## Problem description
Transcribe all records, preserving every character.

:::::

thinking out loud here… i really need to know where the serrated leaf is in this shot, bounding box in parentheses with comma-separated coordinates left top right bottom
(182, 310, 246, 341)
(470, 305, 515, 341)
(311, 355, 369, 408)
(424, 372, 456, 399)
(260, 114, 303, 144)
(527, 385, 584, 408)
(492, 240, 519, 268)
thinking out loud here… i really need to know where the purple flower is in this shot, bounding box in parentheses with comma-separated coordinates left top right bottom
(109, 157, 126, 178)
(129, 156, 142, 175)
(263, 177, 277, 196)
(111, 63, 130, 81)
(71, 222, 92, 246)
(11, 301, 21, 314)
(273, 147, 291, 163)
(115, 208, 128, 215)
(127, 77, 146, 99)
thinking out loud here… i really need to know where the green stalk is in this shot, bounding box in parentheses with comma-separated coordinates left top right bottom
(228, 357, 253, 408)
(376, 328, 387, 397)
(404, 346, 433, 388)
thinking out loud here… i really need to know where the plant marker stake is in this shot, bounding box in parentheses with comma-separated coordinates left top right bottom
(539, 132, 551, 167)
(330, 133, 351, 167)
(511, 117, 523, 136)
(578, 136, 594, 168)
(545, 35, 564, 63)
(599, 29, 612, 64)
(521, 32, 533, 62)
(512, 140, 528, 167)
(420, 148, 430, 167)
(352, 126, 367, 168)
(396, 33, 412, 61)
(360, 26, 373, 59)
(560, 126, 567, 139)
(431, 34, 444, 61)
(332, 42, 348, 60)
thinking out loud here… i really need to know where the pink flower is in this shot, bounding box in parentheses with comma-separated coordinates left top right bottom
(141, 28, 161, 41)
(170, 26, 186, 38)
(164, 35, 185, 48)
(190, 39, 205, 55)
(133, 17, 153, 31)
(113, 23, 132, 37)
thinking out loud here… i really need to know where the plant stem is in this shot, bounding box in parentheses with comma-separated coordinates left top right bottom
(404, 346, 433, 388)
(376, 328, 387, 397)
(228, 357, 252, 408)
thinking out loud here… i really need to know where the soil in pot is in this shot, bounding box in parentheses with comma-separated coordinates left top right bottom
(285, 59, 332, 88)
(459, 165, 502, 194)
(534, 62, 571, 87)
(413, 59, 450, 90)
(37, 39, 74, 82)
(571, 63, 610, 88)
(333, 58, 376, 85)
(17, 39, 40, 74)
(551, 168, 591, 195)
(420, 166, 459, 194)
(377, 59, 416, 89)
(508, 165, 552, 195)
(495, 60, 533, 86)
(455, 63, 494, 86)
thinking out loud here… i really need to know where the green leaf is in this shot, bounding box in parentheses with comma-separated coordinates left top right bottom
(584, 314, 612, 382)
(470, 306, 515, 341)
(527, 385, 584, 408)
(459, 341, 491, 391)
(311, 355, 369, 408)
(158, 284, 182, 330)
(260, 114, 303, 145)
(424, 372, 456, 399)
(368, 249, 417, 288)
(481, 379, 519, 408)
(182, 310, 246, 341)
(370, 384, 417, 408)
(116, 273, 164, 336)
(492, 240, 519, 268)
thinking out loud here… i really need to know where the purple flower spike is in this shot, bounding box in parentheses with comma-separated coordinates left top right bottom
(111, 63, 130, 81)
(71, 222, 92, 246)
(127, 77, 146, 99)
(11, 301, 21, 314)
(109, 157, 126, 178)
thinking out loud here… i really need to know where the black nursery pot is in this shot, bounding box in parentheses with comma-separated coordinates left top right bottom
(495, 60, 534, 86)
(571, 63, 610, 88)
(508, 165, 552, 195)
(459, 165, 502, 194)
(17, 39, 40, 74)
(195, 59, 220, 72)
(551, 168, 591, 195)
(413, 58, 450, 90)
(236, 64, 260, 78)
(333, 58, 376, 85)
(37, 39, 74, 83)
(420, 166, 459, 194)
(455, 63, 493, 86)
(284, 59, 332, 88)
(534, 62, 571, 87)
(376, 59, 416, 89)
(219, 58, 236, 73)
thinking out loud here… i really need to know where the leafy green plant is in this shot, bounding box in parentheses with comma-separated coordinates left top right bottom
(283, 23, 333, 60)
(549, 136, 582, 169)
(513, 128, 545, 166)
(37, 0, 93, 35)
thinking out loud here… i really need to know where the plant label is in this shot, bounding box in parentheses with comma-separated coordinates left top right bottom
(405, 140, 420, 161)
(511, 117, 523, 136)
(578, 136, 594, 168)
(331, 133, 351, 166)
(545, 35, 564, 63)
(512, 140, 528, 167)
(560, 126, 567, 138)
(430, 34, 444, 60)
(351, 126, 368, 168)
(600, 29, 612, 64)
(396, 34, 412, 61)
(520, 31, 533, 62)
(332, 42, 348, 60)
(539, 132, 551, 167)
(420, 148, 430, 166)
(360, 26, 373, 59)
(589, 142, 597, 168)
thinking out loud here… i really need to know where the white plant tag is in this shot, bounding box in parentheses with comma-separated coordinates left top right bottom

:::::

## Written response
thinking out loud here… i really need to know where the serrated leaf is in this shot, bounding box in parentheses with comma-separated coordinates left top right bottom
(182, 310, 246, 341)
(470, 305, 515, 341)
(311, 355, 369, 408)
(424, 372, 456, 399)
(260, 114, 303, 144)
(527, 385, 584, 408)
(492, 240, 519, 268)
thinking out loud here… i really need to know where the purple flower is in this shot, bounding box in parentheses with comma-separated coordinates left top right bottom
(109, 157, 126, 178)
(129, 156, 142, 175)
(263, 177, 277, 196)
(111, 63, 130, 81)
(71, 222, 92, 246)
(11, 301, 21, 314)
(273, 147, 291, 163)
(115, 208, 128, 215)
(127, 77, 146, 99)
thinking out loud here… i really need to know where the green stalk is in this shot, bounding box in parentheses with comma-separated coordinates left top right bottom
(228, 357, 253, 408)
(376, 328, 387, 397)
(404, 346, 433, 388)
thinking out loud here… i really need to know where the plant marker stake is in this shot, bounding box in parentheses with comma-separated coordinates left top right bottom
(539, 132, 551, 167)
(330, 133, 351, 167)
(511, 117, 523, 136)
(578, 136, 594, 168)
(545, 35, 564, 63)
(599, 29, 612, 64)
(521, 32, 533, 62)
(512, 140, 528, 167)
(420, 148, 430, 167)
(352, 126, 367, 168)
(396, 33, 412, 61)
(360, 26, 373, 59)
(560, 126, 567, 139)
(431, 34, 444, 61)
(332, 42, 348, 60)
thinking out loud here… i really need to know where the pink flower is in this shot, bounding box in parentheses with comma-separated coordinates left top right bottom
(141, 28, 161, 41)
(170, 26, 186, 38)
(164, 35, 185, 48)
(190, 39, 205, 55)
(133, 17, 153, 31)
(113, 23, 132, 37)
thinking out loud here… i really need to know where the plant stem is in this shot, bounding box in parentheses with comma-separated coordinates left top right bottom
(404, 346, 433, 388)
(376, 328, 387, 397)
(228, 357, 252, 408)
thinking out loud here… i really need to know where the soil in pot is in this shot, bounding box in parentheses with comma-separated coordinates left top right bottom
(285, 59, 332, 88)
(459, 165, 502, 194)
(534, 62, 571, 87)
(413, 59, 450, 90)
(37, 39, 74, 82)
(571, 63, 610, 88)
(333, 58, 376, 85)
(17, 39, 40, 74)
(551, 168, 591, 195)
(420, 166, 459, 194)
(377, 59, 416, 89)
(508, 165, 552, 195)
(495, 60, 533, 86)
(455, 63, 494, 86)
thinking out loud here… i really need to know where the green leaf is in this shot, bounding box in parentheses with comma-separated coordinates left top right bottom
(584, 314, 612, 382)
(470, 306, 515, 341)
(527, 385, 584, 408)
(459, 341, 491, 391)
(311, 355, 369, 408)
(158, 284, 182, 330)
(260, 114, 303, 145)
(424, 372, 456, 399)
(368, 249, 417, 288)
(481, 379, 519, 408)
(182, 310, 246, 341)
(370, 384, 417, 408)
(116, 273, 164, 336)
(492, 240, 519, 268)
thinking out loud here… i really need to know where the purple flower spike is in this shot, bounding box in parentheses with comma-separated coordinates left top right bottom
(111, 63, 130, 81)
(71, 222, 92, 246)
(127, 77, 146, 99)
(11, 301, 21, 314)
(109, 157, 126, 178)
thinking out loud here… i really need to know where the black nursery pot is in this shot, bounding box in parentheses with comma-separated coordinates left top right bottom
(495, 60, 534, 86)
(571, 63, 610, 88)
(508, 165, 552, 195)
(459, 165, 502, 194)
(17, 39, 40, 74)
(195, 59, 220, 72)
(551, 168, 591, 195)
(413, 58, 450, 90)
(236, 64, 260, 78)
(333, 58, 376, 85)
(37, 39, 74, 83)
(420, 166, 459, 194)
(455, 63, 493, 86)
(284, 59, 332, 88)
(534, 62, 571, 87)
(376, 59, 416, 89)
(219, 58, 236, 73)
thinking out loud here… i really need to know where the leafy green plant is in this shot, bounding box in parentheses with comma-separated coordinates left top right bottom
(283, 23, 333, 60)
(549, 136, 582, 169)
(513, 128, 545, 166)
(37, 0, 93, 35)
thinking out loud here… i really need to know where the plant label is in this shot, bounding box in parentheses with comma-separated coordinates left top right bottom
(405, 140, 420, 161)
(511, 117, 523, 136)
(578, 136, 594, 168)
(331, 133, 351, 166)
(545, 35, 564, 63)
(512, 140, 528, 167)
(560, 126, 567, 138)
(430, 34, 444, 60)
(351, 126, 368, 168)
(600, 29, 612, 64)
(396, 34, 412, 61)
(520, 31, 533, 62)
(332, 42, 348, 60)
(539, 132, 551, 167)
(420, 148, 430, 166)
(360, 26, 373, 59)
(589, 142, 597, 168)
thinking out loud here… i really need to know where the white plant tag is in this shot, bounding box in parentheses with comma-separated coordinates left top right bottom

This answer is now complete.